= Objective =
Count the lines in the records that contain the word "display", and give only that number.

= The input =
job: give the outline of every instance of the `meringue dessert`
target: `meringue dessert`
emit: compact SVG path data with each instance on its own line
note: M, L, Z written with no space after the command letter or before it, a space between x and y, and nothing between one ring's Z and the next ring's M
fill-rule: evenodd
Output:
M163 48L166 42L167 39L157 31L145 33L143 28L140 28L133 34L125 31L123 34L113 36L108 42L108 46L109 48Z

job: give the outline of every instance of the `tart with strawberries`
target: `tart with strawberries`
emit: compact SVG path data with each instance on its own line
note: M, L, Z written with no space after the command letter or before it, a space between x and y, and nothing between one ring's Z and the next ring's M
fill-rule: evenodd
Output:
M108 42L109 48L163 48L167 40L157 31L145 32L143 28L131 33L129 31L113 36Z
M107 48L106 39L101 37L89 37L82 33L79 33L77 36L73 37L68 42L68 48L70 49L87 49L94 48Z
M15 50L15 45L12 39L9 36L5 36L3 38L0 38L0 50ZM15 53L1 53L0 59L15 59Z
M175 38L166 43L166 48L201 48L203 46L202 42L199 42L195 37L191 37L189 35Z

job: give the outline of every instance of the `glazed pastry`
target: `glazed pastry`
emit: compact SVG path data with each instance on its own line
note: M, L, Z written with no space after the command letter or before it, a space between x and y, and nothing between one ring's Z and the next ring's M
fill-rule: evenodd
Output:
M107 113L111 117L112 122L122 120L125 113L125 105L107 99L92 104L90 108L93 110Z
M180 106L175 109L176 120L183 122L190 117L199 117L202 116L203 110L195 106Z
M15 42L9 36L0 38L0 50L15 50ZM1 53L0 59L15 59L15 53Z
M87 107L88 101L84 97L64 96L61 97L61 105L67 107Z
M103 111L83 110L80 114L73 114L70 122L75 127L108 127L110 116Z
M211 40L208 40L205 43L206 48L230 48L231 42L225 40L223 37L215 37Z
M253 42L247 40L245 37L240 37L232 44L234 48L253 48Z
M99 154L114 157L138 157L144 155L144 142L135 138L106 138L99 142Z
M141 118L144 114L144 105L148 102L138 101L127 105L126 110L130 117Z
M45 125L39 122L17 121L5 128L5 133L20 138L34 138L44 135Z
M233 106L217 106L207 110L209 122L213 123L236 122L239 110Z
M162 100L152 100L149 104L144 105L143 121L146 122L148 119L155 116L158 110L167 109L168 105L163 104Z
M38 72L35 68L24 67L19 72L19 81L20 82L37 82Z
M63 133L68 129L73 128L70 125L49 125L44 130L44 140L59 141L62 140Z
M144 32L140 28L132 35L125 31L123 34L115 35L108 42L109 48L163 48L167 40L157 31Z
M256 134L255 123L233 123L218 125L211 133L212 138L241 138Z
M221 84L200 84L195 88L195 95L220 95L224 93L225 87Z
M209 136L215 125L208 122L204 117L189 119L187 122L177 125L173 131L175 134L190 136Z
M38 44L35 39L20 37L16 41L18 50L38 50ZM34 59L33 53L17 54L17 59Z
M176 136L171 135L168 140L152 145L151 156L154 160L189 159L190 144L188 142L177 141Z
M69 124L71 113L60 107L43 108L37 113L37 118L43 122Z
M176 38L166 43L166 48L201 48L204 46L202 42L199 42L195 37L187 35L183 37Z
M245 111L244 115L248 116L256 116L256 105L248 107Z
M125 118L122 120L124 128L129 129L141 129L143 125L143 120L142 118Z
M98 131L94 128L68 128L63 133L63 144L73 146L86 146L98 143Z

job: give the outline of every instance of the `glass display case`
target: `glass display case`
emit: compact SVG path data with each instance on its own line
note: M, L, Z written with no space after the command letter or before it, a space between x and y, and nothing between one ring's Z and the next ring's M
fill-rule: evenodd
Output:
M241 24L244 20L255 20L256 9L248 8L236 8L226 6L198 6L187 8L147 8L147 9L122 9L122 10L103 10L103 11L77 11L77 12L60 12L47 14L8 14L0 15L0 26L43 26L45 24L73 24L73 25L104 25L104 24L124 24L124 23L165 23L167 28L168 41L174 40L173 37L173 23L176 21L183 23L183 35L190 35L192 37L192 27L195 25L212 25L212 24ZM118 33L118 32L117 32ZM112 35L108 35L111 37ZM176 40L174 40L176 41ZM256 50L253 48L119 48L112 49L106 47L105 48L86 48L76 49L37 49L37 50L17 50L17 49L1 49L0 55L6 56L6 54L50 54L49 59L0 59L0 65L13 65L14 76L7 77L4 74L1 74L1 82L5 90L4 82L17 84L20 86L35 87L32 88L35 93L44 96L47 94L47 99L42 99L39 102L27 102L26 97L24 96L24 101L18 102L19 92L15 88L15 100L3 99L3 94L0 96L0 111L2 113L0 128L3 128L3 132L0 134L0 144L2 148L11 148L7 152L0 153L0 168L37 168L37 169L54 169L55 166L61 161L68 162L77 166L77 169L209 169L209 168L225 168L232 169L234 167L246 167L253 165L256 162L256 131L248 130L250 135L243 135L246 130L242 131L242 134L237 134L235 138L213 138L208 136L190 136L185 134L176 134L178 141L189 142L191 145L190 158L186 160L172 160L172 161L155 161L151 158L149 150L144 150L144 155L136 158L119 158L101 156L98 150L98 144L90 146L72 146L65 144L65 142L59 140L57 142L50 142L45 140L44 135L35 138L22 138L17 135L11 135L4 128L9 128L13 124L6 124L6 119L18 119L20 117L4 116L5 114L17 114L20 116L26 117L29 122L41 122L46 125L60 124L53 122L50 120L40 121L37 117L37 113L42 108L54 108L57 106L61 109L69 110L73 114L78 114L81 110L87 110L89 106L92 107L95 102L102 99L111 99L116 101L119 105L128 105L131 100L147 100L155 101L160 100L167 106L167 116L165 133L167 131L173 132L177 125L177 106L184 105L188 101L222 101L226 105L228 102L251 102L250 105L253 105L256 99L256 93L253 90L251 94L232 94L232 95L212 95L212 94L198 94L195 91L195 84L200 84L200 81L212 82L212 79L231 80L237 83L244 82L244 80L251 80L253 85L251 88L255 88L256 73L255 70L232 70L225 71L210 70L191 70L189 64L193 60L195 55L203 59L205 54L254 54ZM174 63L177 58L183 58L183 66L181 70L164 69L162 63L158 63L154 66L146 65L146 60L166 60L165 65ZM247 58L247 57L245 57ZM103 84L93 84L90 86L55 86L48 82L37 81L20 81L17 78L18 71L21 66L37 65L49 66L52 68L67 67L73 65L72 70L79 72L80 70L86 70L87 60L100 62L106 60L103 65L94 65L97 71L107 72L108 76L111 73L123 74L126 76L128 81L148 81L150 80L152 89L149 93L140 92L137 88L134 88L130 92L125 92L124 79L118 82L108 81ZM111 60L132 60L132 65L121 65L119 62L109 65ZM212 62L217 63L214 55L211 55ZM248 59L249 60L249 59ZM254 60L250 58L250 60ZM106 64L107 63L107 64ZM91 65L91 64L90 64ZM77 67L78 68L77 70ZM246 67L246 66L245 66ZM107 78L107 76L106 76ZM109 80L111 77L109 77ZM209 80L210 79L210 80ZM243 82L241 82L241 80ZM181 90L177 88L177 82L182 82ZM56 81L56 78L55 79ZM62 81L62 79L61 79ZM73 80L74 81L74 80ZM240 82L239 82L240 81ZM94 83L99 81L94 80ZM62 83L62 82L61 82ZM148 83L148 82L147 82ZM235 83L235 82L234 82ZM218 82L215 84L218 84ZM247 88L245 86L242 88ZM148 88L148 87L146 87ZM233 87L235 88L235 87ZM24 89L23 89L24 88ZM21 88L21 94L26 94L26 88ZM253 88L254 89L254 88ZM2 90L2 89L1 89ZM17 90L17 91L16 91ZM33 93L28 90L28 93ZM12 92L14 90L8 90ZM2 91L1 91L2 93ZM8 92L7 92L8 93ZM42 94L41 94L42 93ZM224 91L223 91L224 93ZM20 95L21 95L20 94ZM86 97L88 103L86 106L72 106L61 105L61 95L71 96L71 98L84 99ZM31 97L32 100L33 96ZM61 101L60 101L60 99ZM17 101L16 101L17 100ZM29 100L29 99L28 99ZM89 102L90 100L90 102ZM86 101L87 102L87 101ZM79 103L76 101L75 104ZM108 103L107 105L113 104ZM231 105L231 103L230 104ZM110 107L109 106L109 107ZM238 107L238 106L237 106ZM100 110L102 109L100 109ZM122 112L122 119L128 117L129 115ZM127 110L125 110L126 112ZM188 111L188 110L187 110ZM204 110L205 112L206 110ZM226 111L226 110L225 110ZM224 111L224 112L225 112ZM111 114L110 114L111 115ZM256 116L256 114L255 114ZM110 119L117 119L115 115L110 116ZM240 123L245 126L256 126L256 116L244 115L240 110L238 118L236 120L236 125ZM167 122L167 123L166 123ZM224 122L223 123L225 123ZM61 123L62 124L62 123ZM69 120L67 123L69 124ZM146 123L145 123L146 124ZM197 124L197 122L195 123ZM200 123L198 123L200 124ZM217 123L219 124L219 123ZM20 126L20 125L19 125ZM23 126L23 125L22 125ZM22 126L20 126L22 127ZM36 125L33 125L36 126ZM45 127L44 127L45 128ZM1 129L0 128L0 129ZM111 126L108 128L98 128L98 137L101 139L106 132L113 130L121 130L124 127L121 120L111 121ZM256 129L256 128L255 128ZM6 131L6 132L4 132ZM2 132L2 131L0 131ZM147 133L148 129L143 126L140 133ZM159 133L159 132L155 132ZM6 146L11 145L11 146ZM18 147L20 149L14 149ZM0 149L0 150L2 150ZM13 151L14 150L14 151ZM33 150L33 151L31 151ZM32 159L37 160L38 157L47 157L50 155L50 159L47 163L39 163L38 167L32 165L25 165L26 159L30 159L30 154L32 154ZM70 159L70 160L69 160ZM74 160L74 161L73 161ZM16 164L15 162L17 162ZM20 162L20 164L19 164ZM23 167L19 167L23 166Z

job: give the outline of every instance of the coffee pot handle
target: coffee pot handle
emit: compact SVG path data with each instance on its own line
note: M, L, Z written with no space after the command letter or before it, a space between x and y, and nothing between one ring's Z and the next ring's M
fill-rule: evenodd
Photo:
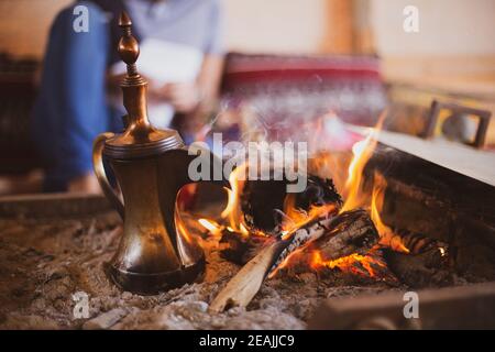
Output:
M111 139L114 134L111 132L101 133L98 135L95 140L95 143L92 144L92 166L95 168L95 174L98 177L98 183L100 184L101 189L103 190L103 194L107 196L107 198L110 200L112 206L116 208L117 212L119 212L120 217L124 218L124 206L120 197L117 195L117 193L113 190L112 186L110 185L107 173L105 172L103 167L103 146L105 141L108 139Z

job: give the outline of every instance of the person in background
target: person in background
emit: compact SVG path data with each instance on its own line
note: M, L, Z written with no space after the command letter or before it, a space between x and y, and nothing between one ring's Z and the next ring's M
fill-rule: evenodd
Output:
M87 32L74 30L77 6L88 9ZM148 80L150 110L157 120L152 122L167 124L165 116L174 114L175 125L190 142L193 116L217 98L222 72L218 0L92 0L70 6L51 29L33 112L33 139L47 165L45 191L100 191L92 173L92 141L101 132L122 130L123 111L113 92L122 75L117 54L121 11L129 13L142 45L138 67ZM154 53L166 56L166 72ZM193 59L166 61L167 53ZM199 65L194 64L198 59ZM158 79L146 76L154 72ZM182 76L173 75L177 72Z

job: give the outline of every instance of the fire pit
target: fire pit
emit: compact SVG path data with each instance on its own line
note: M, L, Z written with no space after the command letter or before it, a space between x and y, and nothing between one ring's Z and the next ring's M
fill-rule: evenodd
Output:
M309 174L302 194L235 172L227 199L221 188L200 187L178 221L205 249L206 275L155 296L121 292L105 275L122 228L103 198L6 198L0 327L441 328L446 320L431 310L474 301L485 309L472 310L471 326L494 327L493 187L373 138L352 154L315 155ZM453 286L462 289L454 302L441 290ZM399 298L422 288L426 317L407 320ZM465 326L466 309L448 327Z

= Completed exercise =
2